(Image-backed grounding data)
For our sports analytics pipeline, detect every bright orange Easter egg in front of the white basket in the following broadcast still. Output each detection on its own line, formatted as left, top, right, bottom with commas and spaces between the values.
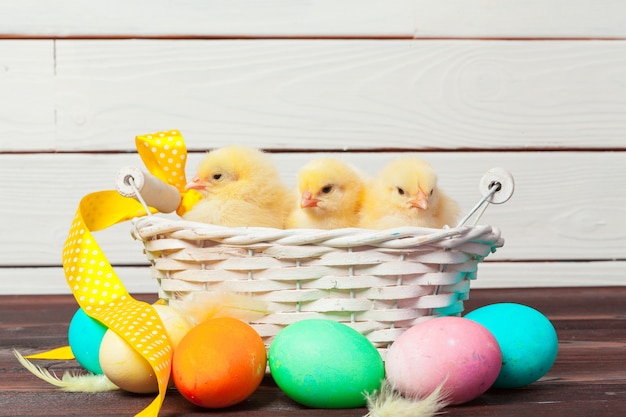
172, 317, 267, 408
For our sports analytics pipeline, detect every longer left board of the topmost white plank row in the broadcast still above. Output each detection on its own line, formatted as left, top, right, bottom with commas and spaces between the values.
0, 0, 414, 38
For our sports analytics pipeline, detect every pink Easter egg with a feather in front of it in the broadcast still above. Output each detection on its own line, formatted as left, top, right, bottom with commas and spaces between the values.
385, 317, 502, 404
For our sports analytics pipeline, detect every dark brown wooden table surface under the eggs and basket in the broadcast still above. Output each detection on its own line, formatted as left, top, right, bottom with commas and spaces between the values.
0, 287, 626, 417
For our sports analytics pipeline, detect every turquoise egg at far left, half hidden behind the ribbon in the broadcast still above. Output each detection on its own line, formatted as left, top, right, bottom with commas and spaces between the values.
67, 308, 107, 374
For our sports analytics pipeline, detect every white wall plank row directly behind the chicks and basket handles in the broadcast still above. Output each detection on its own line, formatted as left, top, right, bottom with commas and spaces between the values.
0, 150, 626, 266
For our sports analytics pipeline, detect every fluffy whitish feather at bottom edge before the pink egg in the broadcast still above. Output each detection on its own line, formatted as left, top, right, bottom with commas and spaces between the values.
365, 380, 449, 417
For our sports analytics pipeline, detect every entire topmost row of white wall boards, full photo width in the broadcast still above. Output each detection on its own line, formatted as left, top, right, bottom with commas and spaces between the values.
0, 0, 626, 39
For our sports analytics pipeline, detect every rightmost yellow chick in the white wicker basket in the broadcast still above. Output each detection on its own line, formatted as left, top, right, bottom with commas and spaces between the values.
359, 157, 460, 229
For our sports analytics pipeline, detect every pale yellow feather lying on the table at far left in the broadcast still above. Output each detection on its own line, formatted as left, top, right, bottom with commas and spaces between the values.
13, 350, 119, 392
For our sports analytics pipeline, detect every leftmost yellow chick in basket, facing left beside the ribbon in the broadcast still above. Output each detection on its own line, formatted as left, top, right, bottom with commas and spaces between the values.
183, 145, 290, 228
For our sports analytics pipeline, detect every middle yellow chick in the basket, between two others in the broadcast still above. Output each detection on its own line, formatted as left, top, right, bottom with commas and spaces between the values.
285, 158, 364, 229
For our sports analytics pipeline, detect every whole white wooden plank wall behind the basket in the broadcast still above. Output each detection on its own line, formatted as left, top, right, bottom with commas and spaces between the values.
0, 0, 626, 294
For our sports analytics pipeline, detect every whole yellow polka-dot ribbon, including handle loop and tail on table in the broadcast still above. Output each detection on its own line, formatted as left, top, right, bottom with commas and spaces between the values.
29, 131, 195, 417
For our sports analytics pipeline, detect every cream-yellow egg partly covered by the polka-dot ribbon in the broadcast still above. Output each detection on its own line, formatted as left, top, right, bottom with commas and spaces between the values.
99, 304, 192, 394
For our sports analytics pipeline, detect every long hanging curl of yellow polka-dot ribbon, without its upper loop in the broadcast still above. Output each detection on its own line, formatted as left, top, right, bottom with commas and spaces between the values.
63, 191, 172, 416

## Exercise requirements
Retype the records above exactly, and keep any picture out of what you write.

## Expected answer
For our sports analytics pipeline, detect every bright orange Easter egg in front of the white basket in the following broadcast still. Output each detection on its own line, formatted as left, top, right, bottom with commas and spaces between the values.
172, 317, 267, 408
For our sports analytics pipeline, detect every longer left board of the topmost white plank row in the broadcast still above. Output each detection on its own line, formatted as left, top, right, bottom with commas and spaces between the values.
0, 0, 414, 38
For our sports analytics pipeline, detect every pink Easter egg with a feather in front of it in the broadcast still above. Output each detection on its own line, formatted as left, top, right, bottom with commas and spaces between the values.
385, 317, 502, 404
For our sports analytics pipeline, detect every dark brown wooden table surface under the eggs and basket in the broadcast still above. Output each detection on its own line, formatted as left, top, right, bottom with commas and spaces between the values.
0, 287, 626, 417
For our sports analytics pipeline, detect every turquoise egg at far left, half hidden behind the ribbon in the broadcast still above. Output each detection on its own line, formatted as left, top, right, bottom with commas and spaces between the values.
67, 308, 107, 374
For our sports analytics pipeline, detect every white wall plank row directly behind the chicks and basket handles in the broadcast still above. Output each detection on its own line, formatted as left, top, right, bottom with commas and spaces between the values.
0, 150, 626, 266
For our sports analytics pipeline, detect every fluffy whitish feather at bottom edge before the pink egg in the broadcast still above. Output each detection on its own line, formatted as left, top, right, bottom with commas and spaces between the values.
365, 380, 449, 417
For our sports analytics pipeline, detect every entire topmost row of white wall boards, full photo width in the broadcast still above. Output each detection on its own line, formatted as left, top, right, bottom with commas and spaces between the values.
0, 0, 626, 39
For our sports analytics pipeline, detect every rightmost yellow chick in the white wicker basket in the broadcast still above. Output each detection on its own line, formatted as left, top, right, bottom with commas and spaces between the values.
359, 157, 460, 229
For our sports analytics pipeline, detect every pale yellow feather lying on the table at far left in the broadcast still above. Output each detection on its own line, formatted as left, top, right, bottom with commas and spaces between the values.
13, 350, 119, 392
For our sports analytics pipeline, detect every leftmost yellow chick in basket, facing left beside the ribbon in the broadcast still above. Output each detection on its own line, formatted as left, top, right, bottom with commas and spaces between the values.
183, 145, 290, 228
For our sports analytics pipeline, detect every middle yellow chick in the basket, between two others in the broadcast still above. Output each detection on its own line, formatted as left, top, right, bottom with commas and spaces between the values.
285, 158, 364, 229
For our sports analytics pipeline, detect every whole white wooden plank wall behind the basket in the broadcast still above. Output each detection on its own line, formatted as left, top, right, bottom with commas and spaces between the values.
0, 0, 626, 294
For our sports analytics pipeline, detect every whole yellow polka-dot ribbon, including handle loop and tail on table in the broadcast still above. Output each detection on its own line, formatted as left, top, right, bottom with commas and spaces between the values.
29, 131, 195, 417
For our sports analytics pipeline, detect every cream-yellow egg partly covered by the polka-dot ribbon in the broadcast still above. Output each detection on its own line, formatted as left, top, right, bottom with commas and spaces between the values.
99, 304, 192, 394
For our sports analytics pipeline, detect every long hanging curl of yellow polka-dot ribbon, without its upper loop in the broadcast still above. Output each detection on its own line, formatted as left, top, right, bottom with commas and spaces between the values.
63, 191, 172, 416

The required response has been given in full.